29 GENNAIO 2012
|I periti della Procura hanno dato una risposta limpida ad una città inquinata che ha fame di giustizia e sete di verità. Con il linguaggio della scienza hanno scritto cose che pesano come macigni e ridanno speranza alla lotta per un futuro pulito.
Al quesito “se i livelli di diossina e Pcb rinvenuti negli animali abbattuti e se i livelli di diossina e Pcb accertati nei terreni circostanti l’area industriale di Taranto siano riconducibili alle emissioni di fumi e polveri dello stabilimento Ilva”, la risposta degli esperti nominati dal Tribunale è affermativa.
I periti hanno cercato e trovato la cosiddetta “impronta digitale” della diossina. Era il passaggio chiave per individuare il principale responsabile di questo tipo di inquinamento cancerogeno che preoccupa un’intera comunità. La diossina infatti lascia una impronta particolare che consente di risalire all’inquinatore. Ogni fonte di inquinamento ha quindi la sua impronta, frutto di un “mix” di vari tipi di diossine e furani. L’impronta delle diossine e furani viene rappresentata con un grafico che assomiglia alle canne di un organo.

■ REQUISITI DEL COMPITO ■
Cita per favore il testo sulla diossina a Taranto, tutto da "29 GENNAIO 2012" giù fino a "Tribunale è affermativa.". Non occorre consultare i dati.

■ DATI ARCHIVIATI ■

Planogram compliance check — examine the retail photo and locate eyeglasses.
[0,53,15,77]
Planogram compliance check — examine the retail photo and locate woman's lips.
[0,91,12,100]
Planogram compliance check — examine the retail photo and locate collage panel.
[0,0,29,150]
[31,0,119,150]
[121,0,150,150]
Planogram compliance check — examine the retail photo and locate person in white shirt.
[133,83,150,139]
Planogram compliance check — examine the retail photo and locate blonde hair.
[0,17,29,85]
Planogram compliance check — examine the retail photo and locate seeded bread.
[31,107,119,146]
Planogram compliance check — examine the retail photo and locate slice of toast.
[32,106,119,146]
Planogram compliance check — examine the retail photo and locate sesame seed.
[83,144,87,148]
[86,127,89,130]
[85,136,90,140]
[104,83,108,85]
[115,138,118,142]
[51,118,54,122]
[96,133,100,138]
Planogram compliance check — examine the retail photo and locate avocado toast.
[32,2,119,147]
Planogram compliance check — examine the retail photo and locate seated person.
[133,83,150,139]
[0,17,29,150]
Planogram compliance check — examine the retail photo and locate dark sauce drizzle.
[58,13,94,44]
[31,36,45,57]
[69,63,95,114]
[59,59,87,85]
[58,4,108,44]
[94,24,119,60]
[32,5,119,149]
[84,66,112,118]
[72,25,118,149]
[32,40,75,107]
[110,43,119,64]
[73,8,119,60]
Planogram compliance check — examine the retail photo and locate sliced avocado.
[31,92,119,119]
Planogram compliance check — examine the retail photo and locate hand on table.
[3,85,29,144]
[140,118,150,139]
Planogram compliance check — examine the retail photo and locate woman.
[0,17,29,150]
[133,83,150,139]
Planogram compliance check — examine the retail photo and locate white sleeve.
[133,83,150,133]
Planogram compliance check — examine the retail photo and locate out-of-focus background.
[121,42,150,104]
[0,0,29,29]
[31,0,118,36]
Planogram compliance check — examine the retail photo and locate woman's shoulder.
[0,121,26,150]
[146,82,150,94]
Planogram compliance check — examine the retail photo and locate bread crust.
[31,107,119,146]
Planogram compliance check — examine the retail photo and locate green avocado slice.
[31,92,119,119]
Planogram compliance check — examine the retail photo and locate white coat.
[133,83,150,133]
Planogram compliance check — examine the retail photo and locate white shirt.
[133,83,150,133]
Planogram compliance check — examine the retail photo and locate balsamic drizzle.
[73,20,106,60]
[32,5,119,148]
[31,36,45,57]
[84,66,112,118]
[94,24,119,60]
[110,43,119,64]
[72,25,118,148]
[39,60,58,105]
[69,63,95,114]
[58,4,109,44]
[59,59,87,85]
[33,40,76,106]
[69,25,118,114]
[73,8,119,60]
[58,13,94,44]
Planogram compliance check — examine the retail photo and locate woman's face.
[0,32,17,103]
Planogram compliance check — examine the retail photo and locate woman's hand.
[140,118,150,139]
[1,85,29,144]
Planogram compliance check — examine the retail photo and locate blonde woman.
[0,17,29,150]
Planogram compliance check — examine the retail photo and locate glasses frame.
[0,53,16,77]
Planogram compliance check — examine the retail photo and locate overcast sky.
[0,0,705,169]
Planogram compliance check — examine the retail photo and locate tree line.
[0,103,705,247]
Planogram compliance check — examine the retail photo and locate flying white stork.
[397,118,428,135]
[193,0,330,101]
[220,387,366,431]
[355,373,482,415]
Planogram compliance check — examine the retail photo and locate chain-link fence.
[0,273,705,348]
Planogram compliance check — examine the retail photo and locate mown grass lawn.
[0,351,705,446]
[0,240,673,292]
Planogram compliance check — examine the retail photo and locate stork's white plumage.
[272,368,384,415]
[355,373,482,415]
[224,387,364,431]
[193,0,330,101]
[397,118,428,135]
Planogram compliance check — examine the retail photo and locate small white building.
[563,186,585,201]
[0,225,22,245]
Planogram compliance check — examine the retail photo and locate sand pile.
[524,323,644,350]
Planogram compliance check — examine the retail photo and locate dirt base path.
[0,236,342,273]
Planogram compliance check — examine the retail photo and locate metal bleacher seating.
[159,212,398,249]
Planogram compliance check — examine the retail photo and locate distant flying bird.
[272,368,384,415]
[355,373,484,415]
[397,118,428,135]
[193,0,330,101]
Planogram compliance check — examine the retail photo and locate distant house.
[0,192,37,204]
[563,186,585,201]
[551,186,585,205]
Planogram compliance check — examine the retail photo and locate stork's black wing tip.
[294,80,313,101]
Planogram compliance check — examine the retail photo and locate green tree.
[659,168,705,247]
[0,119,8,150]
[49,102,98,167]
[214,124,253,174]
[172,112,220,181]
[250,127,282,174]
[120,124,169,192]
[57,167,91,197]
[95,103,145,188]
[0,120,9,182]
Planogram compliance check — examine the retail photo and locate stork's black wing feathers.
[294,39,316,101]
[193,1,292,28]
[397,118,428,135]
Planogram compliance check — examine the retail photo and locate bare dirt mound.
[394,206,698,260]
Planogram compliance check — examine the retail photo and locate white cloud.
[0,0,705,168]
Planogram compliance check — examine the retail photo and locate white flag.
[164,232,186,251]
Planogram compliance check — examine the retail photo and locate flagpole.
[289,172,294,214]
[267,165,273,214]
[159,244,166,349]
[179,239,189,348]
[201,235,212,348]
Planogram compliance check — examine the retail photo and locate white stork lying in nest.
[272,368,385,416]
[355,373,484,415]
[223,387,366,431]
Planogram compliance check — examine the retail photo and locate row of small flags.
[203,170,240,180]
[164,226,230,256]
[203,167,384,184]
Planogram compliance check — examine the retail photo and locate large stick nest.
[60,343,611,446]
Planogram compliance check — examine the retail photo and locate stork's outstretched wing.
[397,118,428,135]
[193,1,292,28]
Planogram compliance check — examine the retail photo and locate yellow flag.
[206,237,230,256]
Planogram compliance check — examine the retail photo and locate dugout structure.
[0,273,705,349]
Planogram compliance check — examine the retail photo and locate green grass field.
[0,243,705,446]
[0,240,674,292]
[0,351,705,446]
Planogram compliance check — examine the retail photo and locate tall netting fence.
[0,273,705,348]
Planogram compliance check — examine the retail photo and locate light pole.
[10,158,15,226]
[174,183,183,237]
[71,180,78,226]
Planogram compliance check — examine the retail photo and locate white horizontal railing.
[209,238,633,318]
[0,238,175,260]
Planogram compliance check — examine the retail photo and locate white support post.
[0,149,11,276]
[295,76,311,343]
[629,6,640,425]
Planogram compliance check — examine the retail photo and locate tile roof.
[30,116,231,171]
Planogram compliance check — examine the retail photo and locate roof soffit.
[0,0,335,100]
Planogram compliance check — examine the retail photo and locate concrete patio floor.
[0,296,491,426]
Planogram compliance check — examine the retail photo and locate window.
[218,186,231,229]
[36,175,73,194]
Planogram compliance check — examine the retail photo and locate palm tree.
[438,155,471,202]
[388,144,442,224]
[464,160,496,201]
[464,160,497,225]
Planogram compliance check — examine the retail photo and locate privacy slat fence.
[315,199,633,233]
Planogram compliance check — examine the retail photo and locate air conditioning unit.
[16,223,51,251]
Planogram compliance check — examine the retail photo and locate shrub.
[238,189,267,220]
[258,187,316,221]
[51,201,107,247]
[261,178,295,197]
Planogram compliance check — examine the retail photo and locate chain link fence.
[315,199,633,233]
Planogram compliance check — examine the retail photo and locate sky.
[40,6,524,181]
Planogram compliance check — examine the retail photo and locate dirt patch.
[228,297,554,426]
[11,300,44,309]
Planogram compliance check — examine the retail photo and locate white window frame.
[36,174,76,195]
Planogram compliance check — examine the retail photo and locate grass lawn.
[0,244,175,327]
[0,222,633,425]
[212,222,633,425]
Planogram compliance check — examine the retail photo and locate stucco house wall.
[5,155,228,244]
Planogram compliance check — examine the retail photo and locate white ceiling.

■ RISULTATO DEL COMPITO ■
29 GENNAIO 2012
|I periti della Procura hanno dato una risposta limpida ad una città inquinata che ha fame di giustizia e sete di verità. Con il linguaggio della scienza hanno scritto cose che pesano come macigni e ridanno speranza alla lotta per un futuro pulito.
Al quesito “se i livelli di diossina e Pcb rinvenuti negli animali abbattuti e se i livelli di diossina e Pcb accertati nei terreni circostanti l’area industriale di Taranto siano riconducibili alle emissioni di fumi e polveri dello stabilimento Ilva”, la risposta degli esperti nominati dal Tribunale è affermativa.